**Data rows**
□ □ □ □ □ □ □
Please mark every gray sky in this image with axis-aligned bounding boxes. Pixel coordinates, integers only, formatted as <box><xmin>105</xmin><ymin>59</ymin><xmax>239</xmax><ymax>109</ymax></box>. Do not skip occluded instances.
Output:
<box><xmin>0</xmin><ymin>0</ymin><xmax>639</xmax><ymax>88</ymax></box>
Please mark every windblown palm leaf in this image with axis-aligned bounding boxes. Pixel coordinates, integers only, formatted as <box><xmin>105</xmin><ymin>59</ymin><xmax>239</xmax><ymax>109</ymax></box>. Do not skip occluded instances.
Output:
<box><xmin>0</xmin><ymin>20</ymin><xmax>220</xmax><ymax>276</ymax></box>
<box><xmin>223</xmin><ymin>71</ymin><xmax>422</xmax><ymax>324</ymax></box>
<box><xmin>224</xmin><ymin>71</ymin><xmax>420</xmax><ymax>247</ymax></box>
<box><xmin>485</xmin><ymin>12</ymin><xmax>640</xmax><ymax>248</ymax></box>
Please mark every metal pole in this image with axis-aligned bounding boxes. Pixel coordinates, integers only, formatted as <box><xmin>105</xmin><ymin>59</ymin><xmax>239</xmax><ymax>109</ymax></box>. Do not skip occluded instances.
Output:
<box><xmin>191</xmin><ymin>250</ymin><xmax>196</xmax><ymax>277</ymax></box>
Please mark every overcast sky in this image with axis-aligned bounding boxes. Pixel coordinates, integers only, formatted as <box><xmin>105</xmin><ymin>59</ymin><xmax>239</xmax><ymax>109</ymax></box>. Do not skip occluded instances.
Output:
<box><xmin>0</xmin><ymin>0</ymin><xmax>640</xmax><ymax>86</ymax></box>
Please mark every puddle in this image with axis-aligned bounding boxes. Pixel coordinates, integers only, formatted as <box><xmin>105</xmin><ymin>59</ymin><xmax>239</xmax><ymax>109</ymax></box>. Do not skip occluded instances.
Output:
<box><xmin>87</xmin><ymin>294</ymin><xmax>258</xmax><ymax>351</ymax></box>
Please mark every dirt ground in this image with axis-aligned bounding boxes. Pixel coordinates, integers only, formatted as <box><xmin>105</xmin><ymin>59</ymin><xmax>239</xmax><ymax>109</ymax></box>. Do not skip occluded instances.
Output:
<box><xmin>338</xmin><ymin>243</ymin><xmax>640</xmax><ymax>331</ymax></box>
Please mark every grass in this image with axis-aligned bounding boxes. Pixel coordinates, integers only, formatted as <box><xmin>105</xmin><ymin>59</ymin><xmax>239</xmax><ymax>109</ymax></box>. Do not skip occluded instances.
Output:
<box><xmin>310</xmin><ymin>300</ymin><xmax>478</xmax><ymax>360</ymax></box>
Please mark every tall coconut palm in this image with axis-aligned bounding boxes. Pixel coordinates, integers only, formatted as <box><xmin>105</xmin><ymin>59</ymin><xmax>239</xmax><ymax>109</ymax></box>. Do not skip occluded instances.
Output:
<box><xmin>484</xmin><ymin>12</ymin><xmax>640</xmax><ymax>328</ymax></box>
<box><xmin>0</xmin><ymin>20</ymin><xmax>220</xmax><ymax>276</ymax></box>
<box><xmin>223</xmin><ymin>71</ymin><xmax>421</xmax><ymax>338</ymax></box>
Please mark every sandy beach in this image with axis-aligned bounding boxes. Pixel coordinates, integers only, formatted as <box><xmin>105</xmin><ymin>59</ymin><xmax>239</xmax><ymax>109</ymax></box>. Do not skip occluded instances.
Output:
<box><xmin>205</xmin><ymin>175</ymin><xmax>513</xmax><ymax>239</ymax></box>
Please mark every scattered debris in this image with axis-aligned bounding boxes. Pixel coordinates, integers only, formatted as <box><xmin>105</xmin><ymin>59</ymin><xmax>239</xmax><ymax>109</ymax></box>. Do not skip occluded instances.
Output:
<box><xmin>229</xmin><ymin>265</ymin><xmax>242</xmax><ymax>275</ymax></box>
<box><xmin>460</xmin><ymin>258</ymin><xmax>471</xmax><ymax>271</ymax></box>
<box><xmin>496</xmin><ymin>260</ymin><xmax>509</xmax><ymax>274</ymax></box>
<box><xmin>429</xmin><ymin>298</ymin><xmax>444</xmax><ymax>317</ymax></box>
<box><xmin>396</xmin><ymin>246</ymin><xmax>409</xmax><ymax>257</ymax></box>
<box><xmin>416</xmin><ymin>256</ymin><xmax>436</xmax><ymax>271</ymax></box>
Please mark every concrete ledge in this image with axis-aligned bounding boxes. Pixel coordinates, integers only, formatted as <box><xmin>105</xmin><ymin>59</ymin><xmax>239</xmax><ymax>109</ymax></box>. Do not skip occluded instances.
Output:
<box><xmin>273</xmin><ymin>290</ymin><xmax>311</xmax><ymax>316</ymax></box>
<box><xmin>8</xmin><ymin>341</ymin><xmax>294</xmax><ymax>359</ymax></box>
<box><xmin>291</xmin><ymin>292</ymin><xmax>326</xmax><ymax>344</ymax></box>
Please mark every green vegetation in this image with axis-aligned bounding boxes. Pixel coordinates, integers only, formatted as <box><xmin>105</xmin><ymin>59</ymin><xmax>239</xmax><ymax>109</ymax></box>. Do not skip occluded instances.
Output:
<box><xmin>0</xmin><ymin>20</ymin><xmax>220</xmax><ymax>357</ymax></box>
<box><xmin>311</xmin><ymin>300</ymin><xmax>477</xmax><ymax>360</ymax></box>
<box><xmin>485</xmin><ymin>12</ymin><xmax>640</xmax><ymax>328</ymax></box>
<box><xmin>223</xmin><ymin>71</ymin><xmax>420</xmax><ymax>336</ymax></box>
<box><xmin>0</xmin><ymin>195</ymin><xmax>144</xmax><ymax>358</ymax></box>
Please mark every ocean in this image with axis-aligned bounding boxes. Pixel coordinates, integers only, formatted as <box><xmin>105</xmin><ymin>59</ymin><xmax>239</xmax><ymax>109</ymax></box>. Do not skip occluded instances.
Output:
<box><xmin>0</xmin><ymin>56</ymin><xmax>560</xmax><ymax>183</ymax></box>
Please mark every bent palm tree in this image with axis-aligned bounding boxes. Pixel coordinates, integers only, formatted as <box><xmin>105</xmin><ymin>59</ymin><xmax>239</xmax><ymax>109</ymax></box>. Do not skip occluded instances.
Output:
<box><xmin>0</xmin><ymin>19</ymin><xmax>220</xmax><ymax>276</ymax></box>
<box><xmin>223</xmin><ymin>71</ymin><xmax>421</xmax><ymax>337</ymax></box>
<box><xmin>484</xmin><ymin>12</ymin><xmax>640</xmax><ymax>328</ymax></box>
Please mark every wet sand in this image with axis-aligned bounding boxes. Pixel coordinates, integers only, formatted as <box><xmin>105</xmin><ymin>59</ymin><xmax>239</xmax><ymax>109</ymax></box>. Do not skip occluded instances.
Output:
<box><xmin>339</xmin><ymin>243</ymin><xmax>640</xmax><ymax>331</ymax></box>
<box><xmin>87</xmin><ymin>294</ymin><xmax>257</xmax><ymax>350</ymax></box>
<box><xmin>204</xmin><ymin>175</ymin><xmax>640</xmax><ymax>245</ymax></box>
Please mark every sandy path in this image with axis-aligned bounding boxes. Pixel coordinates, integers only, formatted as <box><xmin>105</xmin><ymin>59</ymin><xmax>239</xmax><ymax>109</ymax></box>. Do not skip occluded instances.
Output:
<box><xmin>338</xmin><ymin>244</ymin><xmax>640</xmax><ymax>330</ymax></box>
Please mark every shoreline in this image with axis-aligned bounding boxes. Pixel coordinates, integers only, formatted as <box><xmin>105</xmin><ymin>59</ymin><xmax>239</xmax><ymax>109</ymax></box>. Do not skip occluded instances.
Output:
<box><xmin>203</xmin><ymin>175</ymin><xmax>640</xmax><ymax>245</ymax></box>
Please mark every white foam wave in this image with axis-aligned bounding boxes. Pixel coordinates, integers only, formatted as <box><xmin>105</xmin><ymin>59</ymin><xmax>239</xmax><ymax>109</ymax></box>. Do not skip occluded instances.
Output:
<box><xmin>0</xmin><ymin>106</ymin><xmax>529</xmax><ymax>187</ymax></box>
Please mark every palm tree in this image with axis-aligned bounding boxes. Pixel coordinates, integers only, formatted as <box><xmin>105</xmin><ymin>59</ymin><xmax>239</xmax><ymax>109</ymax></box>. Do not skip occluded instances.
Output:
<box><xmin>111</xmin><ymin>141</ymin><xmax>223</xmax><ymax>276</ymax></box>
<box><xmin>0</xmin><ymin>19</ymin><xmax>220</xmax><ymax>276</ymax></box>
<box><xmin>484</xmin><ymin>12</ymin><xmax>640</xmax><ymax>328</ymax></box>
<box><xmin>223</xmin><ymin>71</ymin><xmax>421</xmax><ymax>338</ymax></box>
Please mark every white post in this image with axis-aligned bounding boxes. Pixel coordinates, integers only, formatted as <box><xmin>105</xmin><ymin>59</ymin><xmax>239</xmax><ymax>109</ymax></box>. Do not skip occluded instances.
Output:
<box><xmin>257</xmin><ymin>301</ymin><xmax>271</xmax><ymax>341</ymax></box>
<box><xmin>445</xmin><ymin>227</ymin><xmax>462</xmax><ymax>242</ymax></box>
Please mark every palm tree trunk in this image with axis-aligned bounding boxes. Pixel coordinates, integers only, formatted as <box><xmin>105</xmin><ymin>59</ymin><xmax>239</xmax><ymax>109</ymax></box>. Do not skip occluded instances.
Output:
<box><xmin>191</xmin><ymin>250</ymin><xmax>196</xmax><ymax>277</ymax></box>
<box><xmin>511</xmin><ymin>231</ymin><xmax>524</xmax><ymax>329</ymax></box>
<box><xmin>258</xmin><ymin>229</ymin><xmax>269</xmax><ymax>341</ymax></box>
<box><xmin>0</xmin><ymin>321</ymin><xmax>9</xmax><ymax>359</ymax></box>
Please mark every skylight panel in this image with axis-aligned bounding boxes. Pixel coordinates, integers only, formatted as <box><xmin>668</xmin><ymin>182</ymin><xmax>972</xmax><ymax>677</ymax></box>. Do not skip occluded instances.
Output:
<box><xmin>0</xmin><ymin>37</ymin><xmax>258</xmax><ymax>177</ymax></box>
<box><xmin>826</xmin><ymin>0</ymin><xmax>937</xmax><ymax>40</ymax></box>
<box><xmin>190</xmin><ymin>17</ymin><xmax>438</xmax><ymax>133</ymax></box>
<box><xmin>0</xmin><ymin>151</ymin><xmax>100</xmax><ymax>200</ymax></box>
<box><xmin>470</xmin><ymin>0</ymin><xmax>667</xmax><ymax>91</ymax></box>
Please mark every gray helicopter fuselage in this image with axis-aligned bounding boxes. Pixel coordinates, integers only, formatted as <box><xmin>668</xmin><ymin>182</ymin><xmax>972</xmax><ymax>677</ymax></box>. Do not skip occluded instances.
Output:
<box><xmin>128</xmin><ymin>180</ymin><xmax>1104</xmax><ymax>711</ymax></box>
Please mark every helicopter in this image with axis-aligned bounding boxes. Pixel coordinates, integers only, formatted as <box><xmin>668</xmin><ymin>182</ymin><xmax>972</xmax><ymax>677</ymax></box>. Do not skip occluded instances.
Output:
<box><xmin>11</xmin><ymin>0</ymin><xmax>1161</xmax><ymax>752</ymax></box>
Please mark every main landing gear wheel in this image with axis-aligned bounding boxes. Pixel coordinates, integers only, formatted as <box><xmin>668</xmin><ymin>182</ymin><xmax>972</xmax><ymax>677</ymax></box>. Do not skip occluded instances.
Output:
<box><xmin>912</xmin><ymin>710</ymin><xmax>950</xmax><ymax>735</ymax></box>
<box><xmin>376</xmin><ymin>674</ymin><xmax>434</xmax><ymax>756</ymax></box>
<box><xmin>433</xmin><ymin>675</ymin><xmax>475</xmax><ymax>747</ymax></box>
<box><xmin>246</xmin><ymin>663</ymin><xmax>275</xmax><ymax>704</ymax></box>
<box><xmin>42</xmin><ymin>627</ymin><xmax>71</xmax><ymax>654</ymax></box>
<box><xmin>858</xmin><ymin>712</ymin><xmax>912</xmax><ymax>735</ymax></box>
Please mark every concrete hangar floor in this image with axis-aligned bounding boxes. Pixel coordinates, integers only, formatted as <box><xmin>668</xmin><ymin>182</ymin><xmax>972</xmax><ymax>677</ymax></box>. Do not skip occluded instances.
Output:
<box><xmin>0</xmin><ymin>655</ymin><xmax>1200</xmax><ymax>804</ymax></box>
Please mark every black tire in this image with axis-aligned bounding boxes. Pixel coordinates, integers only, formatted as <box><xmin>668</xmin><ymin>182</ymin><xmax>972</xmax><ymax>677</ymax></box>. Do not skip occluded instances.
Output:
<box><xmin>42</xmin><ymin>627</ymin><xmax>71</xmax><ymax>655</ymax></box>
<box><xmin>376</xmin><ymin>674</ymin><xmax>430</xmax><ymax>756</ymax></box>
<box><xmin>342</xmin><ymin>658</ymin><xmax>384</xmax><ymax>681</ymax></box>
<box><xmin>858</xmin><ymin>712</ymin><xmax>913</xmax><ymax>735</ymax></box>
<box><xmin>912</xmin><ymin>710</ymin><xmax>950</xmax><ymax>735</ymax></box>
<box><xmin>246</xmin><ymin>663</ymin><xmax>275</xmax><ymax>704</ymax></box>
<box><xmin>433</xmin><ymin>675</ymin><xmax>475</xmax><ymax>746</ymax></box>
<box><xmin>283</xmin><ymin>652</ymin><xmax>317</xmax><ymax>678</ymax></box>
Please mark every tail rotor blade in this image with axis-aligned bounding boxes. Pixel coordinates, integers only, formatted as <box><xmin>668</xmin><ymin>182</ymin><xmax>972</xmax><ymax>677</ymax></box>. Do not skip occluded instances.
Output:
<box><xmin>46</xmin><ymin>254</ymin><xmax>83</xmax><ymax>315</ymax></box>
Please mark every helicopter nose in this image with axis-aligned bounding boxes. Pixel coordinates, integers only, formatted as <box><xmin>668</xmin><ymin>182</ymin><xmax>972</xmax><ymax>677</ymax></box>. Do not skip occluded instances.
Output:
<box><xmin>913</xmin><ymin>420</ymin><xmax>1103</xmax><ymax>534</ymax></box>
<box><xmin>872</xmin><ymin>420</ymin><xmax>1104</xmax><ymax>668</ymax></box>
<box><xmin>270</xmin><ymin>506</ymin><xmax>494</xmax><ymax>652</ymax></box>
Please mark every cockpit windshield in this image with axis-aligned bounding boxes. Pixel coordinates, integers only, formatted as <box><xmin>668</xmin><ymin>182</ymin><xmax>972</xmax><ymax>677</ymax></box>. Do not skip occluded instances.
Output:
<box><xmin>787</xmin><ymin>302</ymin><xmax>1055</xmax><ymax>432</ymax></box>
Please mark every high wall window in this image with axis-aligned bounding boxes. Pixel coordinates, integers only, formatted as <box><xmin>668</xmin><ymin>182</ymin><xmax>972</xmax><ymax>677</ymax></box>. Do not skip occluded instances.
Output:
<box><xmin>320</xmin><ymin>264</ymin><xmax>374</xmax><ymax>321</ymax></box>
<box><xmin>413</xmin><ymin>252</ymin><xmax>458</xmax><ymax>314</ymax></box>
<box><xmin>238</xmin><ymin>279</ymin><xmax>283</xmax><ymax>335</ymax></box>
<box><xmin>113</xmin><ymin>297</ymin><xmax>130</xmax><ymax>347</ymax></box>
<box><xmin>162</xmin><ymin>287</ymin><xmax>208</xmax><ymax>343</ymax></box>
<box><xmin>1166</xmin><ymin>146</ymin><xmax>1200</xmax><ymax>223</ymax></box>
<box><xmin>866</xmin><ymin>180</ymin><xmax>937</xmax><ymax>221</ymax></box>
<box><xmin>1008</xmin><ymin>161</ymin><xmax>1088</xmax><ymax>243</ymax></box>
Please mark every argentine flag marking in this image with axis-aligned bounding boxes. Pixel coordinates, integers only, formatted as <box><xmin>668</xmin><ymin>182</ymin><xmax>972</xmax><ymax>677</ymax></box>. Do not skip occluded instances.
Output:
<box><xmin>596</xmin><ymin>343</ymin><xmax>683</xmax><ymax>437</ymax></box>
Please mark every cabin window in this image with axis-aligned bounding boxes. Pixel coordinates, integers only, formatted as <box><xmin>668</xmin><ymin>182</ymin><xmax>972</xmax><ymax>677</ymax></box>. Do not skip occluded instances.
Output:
□ □ □ □ □ □ □
**What to do**
List every line in the records above that contains the string "skylight", treating uppercase and lowercase as different.

**Solution to this problem**
Please mark every skylight panel in this image with axis-aligned bounding boxes. Pixel coordinates, integers only, formatted as <box><xmin>668</xmin><ymin>182</ymin><xmax>972</xmax><ymax>677</ymax></box>. Do not skip occluded instances.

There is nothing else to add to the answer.